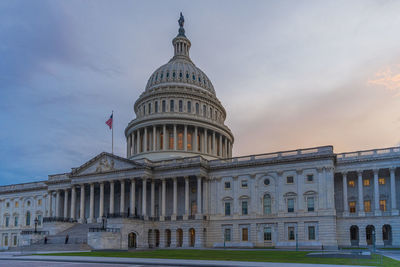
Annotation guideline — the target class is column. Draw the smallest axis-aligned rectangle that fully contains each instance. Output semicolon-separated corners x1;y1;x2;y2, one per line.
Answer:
373;169;381;216
130;179;136;216
71;186;76;220
161;179;167;217
183;125;187;151
97;182;104;222
357;171;365;216
119;180;125;213
88;183;94;223
185;176;189;216
142;177;147;216
153;126;157;151
110;181;114;214
174;124;177;150
390;168;399;215
79;184;85;223
150;180;155;217
172;177;178;216
64;189;68;218
197;176;201;214
56;190;60;217
162;124;167;150
342;172;349;215
193;126;199;152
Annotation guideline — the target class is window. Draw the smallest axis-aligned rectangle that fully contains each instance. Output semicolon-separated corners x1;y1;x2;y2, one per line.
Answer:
263;194;271;215
225;182;231;189
225;202;231;216
242;201;248;215
307;197;314;212
242;228;249;241
308;226;315;240
364;200;371;212
349;201;356;213
264;227;272;241
288;226;295;240
379;199;386;211
224;228;231;242
288;198;294;212
179;100;183;112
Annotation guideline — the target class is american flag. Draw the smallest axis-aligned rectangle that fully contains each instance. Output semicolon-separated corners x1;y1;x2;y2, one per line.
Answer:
106;114;113;129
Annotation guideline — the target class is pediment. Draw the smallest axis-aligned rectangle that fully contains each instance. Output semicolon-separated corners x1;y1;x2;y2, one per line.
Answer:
72;152;141;176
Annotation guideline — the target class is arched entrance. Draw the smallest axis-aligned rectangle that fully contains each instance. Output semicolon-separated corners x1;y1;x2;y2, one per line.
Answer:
350;225;360;247
165;229;171;248
382;224;392;246
365;225;375;245
128;232;136;248
189;228;196;247
176;228;183;247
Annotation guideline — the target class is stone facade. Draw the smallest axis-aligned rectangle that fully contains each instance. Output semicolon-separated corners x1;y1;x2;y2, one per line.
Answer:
0;15;400;249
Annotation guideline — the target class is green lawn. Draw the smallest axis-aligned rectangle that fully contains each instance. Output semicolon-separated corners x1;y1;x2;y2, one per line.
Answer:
42;249;400;267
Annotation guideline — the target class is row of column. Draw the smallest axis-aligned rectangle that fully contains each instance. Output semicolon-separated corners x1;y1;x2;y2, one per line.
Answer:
127;124;232;158
48;177;208;223
342;167;398;216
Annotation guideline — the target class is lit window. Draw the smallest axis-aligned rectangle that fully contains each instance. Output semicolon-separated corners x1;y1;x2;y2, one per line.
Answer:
288;198;294;212
264;227;272;241
242;228;249;241
288;227;295;240
379;199;386;211
242;201;248;215
308;226;315;240
364;200;371;212
349;201;356;213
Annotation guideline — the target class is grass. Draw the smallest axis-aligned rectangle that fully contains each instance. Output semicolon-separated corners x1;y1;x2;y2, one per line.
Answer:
41;249;400;267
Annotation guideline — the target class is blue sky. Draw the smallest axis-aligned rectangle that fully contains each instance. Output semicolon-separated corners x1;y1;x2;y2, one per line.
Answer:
0;0;400;184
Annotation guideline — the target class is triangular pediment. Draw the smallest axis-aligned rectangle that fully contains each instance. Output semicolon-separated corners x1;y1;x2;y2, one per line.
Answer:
72;152;142;176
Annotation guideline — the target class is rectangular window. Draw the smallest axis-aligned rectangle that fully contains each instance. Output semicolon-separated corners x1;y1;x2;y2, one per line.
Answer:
264;227;272;241
242;228;249;241
308;226;315;240
307;197;314;212
288;198;294;212
379;199;386;211
242;201;248;215
288;227;295;240
224;228;231;242
364;200;371;212
225;202;231;216
349;201;356;213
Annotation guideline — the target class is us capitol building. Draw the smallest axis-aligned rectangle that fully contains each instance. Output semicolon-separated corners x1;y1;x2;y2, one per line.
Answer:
0;16;400;252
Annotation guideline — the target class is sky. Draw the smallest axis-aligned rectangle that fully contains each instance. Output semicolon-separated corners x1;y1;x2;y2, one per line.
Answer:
0;0;400;185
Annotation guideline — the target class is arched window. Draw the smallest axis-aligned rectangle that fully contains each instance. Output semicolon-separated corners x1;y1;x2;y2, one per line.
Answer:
263;194;271;215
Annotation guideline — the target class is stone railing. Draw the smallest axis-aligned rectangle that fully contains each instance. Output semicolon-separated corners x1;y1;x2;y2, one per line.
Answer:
336;147;400;162
208;146;333;167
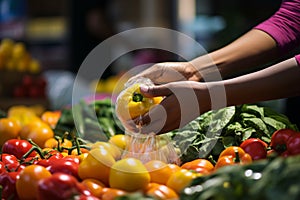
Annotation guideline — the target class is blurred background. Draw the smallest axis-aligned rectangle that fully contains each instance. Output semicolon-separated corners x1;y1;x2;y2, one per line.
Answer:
0;0;300;126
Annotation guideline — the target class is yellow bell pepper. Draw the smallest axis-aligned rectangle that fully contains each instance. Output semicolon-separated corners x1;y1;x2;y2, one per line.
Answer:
116;83;163;120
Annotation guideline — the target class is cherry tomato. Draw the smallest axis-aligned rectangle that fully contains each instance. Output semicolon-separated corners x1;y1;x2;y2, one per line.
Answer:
215;146;252;169
108;134;126;150
78;148;116;185
2;139;37;159
0;172;19;200
47;158;79;179
20;121;54;148
109;158;150;192
145;183;179;200
37;173;91;200
167;169;197;194
287;132;300;155
270;129;297;154
16;165;51;199
81;178;105;198
1;153;25;172
240;138;268;160
100;188;127;200
44;138;73;149
181;158;214;174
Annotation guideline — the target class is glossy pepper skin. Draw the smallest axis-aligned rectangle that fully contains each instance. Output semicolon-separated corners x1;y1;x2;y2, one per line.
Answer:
116;84;163;120
270;129;300;156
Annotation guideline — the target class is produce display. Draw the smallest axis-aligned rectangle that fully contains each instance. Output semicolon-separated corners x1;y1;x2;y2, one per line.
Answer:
0;97;300;200
0;38;47;99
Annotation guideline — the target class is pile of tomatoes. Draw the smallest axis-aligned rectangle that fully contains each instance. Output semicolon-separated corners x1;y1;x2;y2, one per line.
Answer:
0;104;300;200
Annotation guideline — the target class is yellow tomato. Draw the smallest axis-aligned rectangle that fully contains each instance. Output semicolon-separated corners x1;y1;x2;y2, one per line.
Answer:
108;134;126;150
16;165;51;200
78;148;115;185
167;169;197;194
0;118;21;146
91;141;121;160
145;183;179;200
145;160;180;185
41;110;61;128
100;188;127;200
82;178;105;198
20;121;54;148
109;158;150;192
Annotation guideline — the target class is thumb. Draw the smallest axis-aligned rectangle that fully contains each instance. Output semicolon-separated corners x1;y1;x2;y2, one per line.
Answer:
140;85;172;97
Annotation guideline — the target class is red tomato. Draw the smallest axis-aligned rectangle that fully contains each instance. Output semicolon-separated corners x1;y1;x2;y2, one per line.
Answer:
2;139;37;159
270;129;297;154
0;172;19;200
181;158;214;174
37;173;91;200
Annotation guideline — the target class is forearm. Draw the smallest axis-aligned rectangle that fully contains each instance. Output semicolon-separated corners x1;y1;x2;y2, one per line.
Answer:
191;29;279;79
223;58;300;105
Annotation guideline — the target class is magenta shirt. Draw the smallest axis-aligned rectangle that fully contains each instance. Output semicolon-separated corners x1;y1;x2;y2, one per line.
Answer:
254;0;300;65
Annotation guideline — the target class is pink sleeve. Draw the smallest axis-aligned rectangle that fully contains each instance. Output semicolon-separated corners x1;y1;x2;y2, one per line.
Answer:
254;0;300;54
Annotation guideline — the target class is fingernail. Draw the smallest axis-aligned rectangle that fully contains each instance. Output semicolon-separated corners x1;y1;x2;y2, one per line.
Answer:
140;85;149;93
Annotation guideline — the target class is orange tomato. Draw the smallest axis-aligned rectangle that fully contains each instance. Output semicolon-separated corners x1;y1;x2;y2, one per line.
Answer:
181;158;214;174
145;160;180;184
82;178;105;198
16;165;51;200
108;134;127;150
109;158;150;192
78;148;116;185
91;141;121;160
0;118;21;146
20;121;54;148
71;148;89;155
145;183;179;200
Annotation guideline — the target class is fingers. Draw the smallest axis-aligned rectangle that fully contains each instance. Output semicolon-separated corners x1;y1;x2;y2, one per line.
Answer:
140;85;172;97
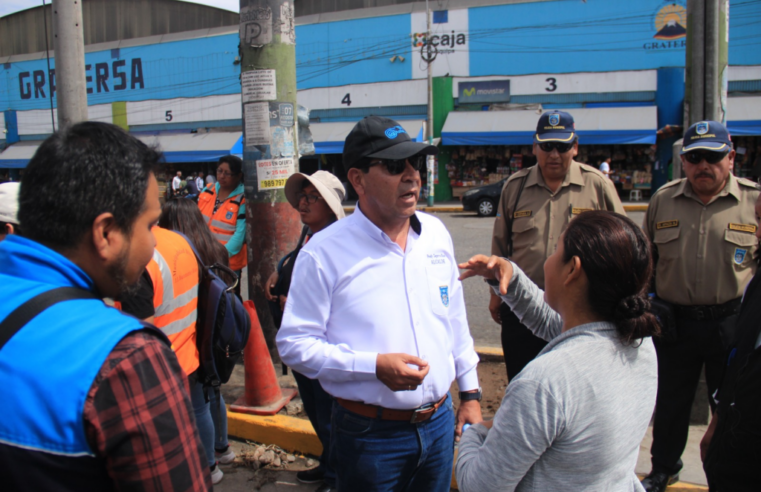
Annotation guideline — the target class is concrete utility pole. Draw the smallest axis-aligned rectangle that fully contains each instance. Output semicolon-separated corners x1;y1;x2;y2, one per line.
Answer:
240;0;301;357
425;0;436;207
51;0;87;130
684;0;729;128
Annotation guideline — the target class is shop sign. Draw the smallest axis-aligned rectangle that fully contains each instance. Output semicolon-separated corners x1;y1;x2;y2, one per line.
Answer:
458;80;510;104
256;158;295;191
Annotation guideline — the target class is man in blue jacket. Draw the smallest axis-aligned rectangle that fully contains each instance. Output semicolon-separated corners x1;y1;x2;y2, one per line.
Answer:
0;122;211;491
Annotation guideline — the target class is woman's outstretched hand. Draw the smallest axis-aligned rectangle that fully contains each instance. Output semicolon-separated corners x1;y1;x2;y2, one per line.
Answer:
457;255;513;295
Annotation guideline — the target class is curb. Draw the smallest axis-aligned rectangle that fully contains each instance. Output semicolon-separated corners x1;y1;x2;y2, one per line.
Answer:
227;406;322;456
227;404;708;492
344;205;647;214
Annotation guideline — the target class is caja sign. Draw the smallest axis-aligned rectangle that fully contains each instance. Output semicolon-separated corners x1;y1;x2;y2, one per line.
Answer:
410;9;470;79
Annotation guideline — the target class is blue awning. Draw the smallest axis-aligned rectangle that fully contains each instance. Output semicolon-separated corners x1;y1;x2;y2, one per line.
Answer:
441;106;658;145
727;120;761;137
137;132;243;163
309;120;425;154
727;96;761;137
0;141;42;169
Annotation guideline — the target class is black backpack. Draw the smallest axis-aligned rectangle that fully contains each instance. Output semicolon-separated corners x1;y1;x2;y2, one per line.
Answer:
175;231;251;388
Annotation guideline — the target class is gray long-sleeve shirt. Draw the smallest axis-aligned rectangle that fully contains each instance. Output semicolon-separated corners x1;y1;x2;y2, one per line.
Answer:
456;264;658;492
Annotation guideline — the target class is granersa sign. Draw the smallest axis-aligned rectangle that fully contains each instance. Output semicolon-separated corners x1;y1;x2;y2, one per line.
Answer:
18;58;145;99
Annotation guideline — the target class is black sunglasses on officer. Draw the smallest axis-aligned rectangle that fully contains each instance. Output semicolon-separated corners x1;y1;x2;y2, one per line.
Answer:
538;141;574;154
362;154;427;176
683;150;729;164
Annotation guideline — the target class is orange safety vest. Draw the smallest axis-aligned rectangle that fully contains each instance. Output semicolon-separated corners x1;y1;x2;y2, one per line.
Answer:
146;227;199;376
198;184;248;270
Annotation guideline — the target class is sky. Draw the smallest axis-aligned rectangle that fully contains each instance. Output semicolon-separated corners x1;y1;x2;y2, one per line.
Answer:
0;0;240;17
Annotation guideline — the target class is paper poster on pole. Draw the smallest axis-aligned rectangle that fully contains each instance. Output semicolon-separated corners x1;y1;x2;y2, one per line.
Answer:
243;102;270;147
240;70;277;103
256;158;295;191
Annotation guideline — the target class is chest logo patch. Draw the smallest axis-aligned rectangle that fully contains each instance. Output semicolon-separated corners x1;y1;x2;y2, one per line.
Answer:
735;248;748;265
439;285;449;307
655;220;679;230
729;223;757;234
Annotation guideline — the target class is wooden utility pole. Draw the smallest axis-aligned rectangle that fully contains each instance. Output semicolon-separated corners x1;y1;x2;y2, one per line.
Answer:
51;0;87;130
240;0;301;357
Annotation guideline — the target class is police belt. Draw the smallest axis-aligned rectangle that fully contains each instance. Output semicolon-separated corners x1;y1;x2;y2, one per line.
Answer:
674;297;742;321
336;395;447;424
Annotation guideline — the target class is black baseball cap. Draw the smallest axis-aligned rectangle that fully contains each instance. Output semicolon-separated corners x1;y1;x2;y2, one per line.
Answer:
534;111;576;143
680;120;732;154
343;116;439;172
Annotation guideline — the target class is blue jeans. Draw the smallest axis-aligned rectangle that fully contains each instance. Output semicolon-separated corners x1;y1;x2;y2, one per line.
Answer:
293;371;336;487
209;389;230;453
330;395;455;492
188;377;217;467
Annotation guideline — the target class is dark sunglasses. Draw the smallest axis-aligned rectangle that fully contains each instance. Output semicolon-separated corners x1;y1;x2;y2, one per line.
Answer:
684;150;729;164
367;154;427;176
539;142;573;154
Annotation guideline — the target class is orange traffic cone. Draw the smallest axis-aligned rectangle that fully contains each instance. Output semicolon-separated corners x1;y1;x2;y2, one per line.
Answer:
230;301;298;415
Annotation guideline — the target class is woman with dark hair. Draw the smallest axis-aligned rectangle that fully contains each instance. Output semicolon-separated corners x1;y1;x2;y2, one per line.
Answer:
158;198;235;484
198;155;248;295
158;199;230;266
264;171;346;492
456;211;658;492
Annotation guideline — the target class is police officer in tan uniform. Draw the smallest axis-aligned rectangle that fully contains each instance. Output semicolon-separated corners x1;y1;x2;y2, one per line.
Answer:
642;121;759;492
489;111;624;380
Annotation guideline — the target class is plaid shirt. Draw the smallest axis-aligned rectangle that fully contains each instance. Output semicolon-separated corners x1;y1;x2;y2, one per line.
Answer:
84;331;212;491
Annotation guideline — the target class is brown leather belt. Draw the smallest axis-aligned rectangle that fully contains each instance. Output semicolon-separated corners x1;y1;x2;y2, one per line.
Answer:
336;395;447;424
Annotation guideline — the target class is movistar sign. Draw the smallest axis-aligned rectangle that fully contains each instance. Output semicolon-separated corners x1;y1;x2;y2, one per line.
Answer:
459;80;510;104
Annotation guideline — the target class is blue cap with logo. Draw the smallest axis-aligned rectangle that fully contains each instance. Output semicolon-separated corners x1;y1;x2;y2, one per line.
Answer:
534;111;576;143
343;116;439;172
681;120;732;154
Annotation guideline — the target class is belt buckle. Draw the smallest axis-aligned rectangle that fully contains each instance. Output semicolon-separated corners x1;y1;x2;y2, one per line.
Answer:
410;403;437;424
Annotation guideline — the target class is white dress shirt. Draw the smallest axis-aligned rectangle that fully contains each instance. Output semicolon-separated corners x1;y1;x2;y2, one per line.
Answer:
277;207;478;410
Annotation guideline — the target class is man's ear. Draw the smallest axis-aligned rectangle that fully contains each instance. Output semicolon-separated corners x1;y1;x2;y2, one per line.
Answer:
92;212;126;261
346;167;365;196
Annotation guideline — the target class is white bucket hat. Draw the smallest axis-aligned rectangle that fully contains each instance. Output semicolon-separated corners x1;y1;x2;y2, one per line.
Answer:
285;171;346;219
0;183;20;225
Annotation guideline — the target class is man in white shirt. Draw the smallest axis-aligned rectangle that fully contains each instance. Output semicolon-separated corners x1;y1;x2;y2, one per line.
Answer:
600;157;610;179
277;116;482;492
172;171;182;192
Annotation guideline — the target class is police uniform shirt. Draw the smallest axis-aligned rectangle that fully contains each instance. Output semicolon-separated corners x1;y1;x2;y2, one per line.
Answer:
492;161;625;289
276;207;478;410
644;174;759;306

- - -

*TO DO*
Reproduce the lines of the data above verbatim, starting at the line containing "Annotation guideline — the target class is forearm." and ending at the line containing "223;58;300;105".

*TASK RESULT*
Annotation guideline — the target class is forearm. Draw the smallest axis-aligned rectangle that fully contains each instance. Output semicolon-separated corners x1;y1;x2;y2, one per line.
Answer:
191;29;279;79
223;58;300;105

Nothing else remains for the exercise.